REQUIRED WORK:
Collect every line below that contains the string "Draw", matching case exactly.

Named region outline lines
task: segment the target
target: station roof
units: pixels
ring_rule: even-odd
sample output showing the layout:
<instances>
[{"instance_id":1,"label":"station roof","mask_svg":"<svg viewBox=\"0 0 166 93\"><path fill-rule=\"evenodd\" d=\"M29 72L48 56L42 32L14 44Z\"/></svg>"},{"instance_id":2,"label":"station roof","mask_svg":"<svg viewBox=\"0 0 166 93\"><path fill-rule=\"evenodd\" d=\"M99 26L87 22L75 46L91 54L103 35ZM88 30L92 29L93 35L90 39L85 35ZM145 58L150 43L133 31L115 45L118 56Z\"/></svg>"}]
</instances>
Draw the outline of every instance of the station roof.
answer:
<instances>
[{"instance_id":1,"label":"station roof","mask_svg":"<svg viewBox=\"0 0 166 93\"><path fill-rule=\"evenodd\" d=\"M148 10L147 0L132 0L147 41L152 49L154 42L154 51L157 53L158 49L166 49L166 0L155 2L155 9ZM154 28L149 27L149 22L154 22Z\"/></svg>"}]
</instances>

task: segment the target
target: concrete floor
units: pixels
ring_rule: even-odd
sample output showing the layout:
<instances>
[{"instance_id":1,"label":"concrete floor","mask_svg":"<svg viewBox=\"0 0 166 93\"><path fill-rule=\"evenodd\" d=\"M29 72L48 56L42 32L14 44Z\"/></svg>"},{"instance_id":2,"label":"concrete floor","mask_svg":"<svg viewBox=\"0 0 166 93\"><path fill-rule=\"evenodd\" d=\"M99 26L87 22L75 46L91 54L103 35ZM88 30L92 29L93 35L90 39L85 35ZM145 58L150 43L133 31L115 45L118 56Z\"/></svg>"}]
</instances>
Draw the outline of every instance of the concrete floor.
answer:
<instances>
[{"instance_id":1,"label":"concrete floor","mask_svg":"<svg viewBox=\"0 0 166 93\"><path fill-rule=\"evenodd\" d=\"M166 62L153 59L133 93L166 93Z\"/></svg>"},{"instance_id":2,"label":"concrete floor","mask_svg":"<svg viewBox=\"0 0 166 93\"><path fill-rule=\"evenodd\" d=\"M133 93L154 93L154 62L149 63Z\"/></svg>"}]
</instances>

PROBLEM SOLUTION:
Draw the outline of every instance of the station roof.
Draw the outline of every instance of the concrete floor.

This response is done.